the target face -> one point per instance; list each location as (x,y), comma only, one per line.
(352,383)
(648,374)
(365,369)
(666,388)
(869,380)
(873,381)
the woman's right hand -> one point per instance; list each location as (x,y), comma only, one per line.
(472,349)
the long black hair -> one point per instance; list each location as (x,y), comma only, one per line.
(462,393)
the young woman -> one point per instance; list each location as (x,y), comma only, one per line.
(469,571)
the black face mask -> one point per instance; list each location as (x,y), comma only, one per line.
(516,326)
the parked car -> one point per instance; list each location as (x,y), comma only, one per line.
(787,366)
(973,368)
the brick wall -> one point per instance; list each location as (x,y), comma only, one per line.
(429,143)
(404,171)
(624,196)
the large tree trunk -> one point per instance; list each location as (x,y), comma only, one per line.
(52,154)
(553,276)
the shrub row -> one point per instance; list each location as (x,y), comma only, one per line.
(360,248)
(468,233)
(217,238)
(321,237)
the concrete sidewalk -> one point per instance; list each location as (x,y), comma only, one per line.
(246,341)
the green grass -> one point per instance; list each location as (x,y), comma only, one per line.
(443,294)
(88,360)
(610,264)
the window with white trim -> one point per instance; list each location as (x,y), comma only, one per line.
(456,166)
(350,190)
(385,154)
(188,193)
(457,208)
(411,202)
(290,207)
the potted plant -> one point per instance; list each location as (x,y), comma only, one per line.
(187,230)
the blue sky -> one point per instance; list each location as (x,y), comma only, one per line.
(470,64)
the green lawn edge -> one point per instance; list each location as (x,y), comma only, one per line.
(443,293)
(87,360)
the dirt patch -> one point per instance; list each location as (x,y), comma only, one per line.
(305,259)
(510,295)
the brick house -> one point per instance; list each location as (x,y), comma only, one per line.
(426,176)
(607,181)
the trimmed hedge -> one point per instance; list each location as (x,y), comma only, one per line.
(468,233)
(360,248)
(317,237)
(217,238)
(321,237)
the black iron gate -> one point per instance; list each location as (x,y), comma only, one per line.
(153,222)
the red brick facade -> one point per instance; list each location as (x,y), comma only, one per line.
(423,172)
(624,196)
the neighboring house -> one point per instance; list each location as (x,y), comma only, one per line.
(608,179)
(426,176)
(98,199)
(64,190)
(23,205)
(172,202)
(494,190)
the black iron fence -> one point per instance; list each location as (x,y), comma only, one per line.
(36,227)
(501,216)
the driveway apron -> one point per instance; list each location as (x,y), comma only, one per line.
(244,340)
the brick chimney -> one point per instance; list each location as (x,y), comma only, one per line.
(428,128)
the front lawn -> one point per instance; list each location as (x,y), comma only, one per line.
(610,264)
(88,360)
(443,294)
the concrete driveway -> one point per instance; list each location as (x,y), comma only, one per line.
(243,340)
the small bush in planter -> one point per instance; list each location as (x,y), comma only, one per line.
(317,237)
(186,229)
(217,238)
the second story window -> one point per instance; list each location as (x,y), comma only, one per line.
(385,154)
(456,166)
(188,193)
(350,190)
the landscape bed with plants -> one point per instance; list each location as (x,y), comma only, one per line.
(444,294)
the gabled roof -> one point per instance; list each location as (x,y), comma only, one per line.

§ WHAT THIS TASK INVOLVES: Take the entries and copy them out exactly.

§ OUTPUT FOR THIS EXERCISE:
the target face -> one point per instance; list each location as (x,y), comma only, one per line.
(352,383)
(648,374)
(365,369)
(666,388)
(869,380)
(873,381)
the woman's right hand -> one point per instance; list each location as (x,y), comma only, one per line.
(472,349)
the long black hair -> one point per instance; list each location as (x,y), comma only, one per line.
(462,393)
the young woman -> one point per instance; list each location as (x,y), comma only, one per line.
(469,571)
the black face mask -> one point per instance; list each location as (x,y), comma only, one per line.
(516,326)
the parked car -> one point per instance; list each location as (x,y), comma only, one per line.
(787,366)
(973,368)
the brick wall -> one point per instance; list each location as (x,y), comma only, one per line.
(429,143)
(404,171)
(624,196)
the large tree trunk -> one point per instance; list each location as (x,y), comma only, one per line.
(52,154)
(553,276)
the shrub row -> one point per instance; list each location as (x,y), comma only, one per line.
(360,248)
(468,233)
(217,238)
(321,237)
the concrete sidewalk -> one point per instance; list each location as (x,y), comma only, one per line.
(246,341)
the green grass -> one point per instance; list each location as (x,y), comma only, one per line.
(443,294)
(88,360)
(610,264)
the window with white trim -> one point per instance; list each location as (x,y), comma only, one per line.
(456,166)
(350,190)
(385,154)
(188,193)
(457,208)
(411,202)
(290,207)
the potted plant -> one point per instance; list each location as (x,y), comma only, one per line.
(187,230)
the blue sky -> one point per instance; list each location as (x,y), comma only, one per line.
(470,64)
the green lawn edge -> one point per instance; list each location as (x,y), comma only, one per line.
(443,293)
(87,360)
the dirt patch -> one point per instance; list each location as (x,y), comma only, one per line.
(305,259)
(510,295)
the brick house -> one point per instance; list each location as (x,y), comma only, one per line.
(426,176)
(607,181)
the trimmed hedge -> one point per instance; list each location as (x,y), comma only, one per line.
(468,233)
(360,248)
(317,237)
(217,238)
(321,237)
the black iron gate -> one point per instance; list each location as (x,y), comma only, one per line.
(153,222)
the red brick facade -> one point per instance; list each location as (x,y), comma only, one per line.
(423,172)
(624,196)
the neighboring house -> one point per instance; list each location as (x,y), comma only, one per line.
(608,179)
(426,176)
(98,199)
(64,190)
(23,205)
(172,202)
(494,190)
the black iron fence -> one point per instance; list each location as (x,y), comma only, one per line.
(36,227)
(501,216)
the driveway apron -> one point per instance; list each location as (x,y), comma only, one per line.
(244,340)
the brick chimney -> one point per instance; list each location as (x,y), comma only, one per line.
(428,128)
the front lawn -> one point per instance; list each location as (x,y), comma only, one per line.
(610,264)
(88,360)
(443,294)
the concrete driveway -> one point per instance; list each location as (x,y), comma only, one per line.
(243,340)
the small bush in planter -> one point per instance; list each location as (x,y), comma only, one per line.
(317,237)
(186,229)
(217,238)
the second story window -> one point per instance; list each location as (x,y), comma only, one per line.
(385,154)
(456,166)
(188,193)
(350,190)
the landscape bed with plants -> one point per instance; list each location as (x,y), comma only, one per line.
(444,294)
the gabled roof -> one point per instance; list each location as (x,y), comma only, one per line.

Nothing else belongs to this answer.